# Start of DATA PROVIDED

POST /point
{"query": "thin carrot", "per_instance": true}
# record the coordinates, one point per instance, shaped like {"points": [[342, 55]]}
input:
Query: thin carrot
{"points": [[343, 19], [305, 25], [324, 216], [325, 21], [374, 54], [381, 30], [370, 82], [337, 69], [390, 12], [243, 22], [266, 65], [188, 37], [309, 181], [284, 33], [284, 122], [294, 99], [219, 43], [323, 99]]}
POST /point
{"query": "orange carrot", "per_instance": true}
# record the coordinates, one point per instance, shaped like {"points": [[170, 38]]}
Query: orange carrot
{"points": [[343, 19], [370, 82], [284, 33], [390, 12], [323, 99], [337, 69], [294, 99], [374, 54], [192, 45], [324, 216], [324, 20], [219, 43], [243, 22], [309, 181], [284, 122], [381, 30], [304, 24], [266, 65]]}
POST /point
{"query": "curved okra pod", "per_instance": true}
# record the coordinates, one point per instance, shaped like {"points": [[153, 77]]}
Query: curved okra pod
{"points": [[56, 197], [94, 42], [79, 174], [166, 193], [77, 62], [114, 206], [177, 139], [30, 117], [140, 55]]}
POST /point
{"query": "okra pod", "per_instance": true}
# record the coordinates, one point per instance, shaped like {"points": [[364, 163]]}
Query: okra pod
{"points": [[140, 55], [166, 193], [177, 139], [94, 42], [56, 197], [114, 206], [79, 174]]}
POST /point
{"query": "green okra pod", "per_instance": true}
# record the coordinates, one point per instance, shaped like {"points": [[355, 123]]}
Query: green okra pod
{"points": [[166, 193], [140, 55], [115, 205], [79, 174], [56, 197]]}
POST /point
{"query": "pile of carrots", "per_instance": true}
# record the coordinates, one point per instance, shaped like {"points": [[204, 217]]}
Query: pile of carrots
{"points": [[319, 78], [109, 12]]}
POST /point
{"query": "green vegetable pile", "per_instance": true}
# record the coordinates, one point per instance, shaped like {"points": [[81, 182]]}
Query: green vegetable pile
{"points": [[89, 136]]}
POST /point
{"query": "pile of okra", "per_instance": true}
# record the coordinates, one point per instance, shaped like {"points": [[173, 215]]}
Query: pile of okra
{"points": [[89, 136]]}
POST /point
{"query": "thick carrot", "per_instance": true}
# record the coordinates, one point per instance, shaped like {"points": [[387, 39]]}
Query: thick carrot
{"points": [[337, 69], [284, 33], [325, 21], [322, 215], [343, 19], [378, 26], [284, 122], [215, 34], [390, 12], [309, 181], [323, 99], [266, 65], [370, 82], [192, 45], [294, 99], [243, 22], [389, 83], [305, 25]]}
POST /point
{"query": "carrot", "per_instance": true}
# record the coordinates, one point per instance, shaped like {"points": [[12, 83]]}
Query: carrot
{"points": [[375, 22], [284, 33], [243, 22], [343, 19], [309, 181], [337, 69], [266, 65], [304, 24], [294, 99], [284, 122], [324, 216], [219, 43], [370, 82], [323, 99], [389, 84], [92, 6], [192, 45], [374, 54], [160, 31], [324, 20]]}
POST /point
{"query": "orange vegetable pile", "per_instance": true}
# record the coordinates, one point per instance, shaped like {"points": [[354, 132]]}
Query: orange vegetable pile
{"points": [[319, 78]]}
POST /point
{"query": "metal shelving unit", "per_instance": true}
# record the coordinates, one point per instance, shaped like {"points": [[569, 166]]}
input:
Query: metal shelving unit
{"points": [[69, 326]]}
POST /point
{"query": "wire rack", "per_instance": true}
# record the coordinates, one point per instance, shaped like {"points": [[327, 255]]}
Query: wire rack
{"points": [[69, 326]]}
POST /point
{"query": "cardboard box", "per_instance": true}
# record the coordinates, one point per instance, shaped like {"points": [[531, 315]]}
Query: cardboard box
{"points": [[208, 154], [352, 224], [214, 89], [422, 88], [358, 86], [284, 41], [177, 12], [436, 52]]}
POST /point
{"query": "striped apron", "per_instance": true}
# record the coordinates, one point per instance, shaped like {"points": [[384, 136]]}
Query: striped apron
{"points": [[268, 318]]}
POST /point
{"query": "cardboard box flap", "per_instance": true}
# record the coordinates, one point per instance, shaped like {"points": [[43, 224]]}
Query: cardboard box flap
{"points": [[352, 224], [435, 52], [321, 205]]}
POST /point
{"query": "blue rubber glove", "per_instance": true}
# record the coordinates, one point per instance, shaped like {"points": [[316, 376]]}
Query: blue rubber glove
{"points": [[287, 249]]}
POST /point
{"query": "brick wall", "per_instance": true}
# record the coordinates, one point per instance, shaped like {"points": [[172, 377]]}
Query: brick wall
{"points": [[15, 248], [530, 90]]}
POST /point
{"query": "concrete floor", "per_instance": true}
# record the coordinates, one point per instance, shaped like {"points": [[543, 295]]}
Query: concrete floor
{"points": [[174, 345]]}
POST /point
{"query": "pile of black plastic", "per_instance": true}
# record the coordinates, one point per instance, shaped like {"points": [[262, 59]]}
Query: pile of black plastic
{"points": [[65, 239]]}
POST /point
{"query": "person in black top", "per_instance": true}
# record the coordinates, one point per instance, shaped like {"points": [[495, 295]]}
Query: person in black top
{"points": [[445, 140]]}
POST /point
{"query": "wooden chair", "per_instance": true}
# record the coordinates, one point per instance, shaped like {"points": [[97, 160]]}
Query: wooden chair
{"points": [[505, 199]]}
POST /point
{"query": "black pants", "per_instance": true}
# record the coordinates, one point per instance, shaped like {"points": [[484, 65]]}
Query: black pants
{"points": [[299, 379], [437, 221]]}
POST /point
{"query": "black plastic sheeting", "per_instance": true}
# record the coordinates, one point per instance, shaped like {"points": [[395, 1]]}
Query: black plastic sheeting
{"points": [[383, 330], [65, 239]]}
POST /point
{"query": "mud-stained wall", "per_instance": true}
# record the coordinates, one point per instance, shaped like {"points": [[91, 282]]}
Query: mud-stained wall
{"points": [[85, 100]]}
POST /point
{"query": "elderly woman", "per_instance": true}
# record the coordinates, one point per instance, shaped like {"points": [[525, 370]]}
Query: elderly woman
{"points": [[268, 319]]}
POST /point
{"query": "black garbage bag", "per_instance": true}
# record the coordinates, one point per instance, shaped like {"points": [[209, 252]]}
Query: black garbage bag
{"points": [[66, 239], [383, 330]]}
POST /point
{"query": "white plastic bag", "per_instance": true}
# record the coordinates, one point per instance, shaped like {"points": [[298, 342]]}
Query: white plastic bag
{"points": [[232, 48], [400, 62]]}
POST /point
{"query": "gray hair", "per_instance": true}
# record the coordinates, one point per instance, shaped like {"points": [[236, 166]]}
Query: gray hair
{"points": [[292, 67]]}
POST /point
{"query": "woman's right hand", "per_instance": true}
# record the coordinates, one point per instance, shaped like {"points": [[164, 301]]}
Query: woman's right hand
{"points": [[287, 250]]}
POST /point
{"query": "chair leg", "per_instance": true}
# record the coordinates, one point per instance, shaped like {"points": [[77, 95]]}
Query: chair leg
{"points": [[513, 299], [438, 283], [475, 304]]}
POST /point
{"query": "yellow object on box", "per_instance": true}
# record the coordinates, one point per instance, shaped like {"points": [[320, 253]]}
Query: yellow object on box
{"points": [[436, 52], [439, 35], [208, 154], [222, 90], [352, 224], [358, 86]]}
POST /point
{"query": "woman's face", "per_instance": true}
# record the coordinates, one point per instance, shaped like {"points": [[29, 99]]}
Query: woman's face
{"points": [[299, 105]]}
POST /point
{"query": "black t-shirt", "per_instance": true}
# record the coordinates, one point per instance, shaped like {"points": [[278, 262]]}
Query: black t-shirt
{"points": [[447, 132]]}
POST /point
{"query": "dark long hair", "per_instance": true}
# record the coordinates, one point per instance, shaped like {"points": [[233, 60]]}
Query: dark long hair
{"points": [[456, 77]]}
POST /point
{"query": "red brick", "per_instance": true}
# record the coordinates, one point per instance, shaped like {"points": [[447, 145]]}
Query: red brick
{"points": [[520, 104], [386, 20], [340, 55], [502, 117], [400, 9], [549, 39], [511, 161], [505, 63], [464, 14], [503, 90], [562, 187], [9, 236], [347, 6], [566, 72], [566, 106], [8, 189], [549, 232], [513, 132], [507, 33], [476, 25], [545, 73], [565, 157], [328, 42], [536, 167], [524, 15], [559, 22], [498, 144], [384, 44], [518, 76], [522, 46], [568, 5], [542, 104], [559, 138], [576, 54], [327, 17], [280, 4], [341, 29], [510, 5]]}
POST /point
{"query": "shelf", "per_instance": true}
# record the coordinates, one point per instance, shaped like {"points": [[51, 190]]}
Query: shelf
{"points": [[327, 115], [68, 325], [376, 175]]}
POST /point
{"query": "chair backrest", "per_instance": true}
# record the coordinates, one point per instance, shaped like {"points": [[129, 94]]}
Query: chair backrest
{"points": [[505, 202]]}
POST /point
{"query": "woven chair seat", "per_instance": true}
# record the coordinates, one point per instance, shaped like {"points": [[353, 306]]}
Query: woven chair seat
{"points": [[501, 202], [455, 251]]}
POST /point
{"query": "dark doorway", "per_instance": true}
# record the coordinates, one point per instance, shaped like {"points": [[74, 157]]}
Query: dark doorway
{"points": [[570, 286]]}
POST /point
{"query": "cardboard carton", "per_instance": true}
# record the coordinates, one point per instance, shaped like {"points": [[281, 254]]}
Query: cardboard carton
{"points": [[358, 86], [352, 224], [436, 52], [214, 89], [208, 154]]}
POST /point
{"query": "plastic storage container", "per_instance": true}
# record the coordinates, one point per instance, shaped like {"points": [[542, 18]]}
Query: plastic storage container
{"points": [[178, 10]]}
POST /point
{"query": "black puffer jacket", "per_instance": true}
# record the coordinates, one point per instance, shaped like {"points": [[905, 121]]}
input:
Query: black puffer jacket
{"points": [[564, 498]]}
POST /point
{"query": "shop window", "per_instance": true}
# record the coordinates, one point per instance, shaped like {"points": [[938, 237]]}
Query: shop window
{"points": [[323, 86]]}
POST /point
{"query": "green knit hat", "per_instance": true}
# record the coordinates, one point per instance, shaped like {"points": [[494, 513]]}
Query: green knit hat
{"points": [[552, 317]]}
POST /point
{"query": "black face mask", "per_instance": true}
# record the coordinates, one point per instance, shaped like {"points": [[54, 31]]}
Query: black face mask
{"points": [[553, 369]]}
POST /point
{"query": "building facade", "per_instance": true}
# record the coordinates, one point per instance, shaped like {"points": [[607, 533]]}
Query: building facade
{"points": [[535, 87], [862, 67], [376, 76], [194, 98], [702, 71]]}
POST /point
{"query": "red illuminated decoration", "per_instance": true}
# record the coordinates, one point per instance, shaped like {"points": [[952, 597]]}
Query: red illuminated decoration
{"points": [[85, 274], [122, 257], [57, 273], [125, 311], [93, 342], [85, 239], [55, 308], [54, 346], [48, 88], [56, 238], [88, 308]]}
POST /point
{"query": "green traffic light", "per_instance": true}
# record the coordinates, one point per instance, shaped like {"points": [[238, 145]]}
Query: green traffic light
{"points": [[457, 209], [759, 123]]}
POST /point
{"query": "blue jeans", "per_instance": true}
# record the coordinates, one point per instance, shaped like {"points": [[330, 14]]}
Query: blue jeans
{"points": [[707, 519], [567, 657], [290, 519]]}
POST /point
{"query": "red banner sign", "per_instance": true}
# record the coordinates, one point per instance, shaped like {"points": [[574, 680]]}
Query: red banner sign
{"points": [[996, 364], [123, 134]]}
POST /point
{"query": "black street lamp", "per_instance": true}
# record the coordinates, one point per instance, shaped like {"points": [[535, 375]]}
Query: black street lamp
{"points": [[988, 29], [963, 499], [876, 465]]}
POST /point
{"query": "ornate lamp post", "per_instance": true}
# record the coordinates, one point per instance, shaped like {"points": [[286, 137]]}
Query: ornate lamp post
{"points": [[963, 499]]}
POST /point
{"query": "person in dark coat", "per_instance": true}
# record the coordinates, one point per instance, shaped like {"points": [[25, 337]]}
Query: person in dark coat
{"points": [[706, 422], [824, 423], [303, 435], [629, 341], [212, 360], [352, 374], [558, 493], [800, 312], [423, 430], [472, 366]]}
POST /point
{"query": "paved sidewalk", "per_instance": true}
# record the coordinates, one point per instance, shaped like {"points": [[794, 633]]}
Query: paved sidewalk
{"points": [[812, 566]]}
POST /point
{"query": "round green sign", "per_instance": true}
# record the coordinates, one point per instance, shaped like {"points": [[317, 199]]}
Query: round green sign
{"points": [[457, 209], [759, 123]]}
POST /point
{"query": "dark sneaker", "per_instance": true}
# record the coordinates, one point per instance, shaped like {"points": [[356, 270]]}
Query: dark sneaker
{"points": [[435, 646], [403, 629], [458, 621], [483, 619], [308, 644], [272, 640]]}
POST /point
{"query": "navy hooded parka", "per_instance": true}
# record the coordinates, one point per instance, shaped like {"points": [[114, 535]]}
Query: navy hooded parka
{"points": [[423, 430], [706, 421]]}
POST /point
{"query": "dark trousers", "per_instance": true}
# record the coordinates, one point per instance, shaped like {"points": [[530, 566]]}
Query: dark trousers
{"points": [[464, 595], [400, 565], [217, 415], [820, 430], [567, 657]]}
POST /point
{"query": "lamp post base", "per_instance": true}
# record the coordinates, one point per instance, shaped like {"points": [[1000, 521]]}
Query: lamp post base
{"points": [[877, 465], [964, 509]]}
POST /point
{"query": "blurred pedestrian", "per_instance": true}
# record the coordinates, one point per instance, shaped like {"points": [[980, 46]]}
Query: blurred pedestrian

# End of DATA PROVIDED

YOUR INSTRUCTIONS: Recast the lines starting at the beginning of the material and ending at the line that contains "Query: thin carrot" as a JSON list of strings, one per line, with blank lines left out.

SOLUTION FOR THIS PROBLEM:
[
  "POST /point",
  "{\"query\": \"thin carrot\", \"per_instance\": true}",
  "# record the coordinates, one point per instance, shaped like {\"points\": [[342, 55]]}",
  "input:",
  "Query: thin carrot"
]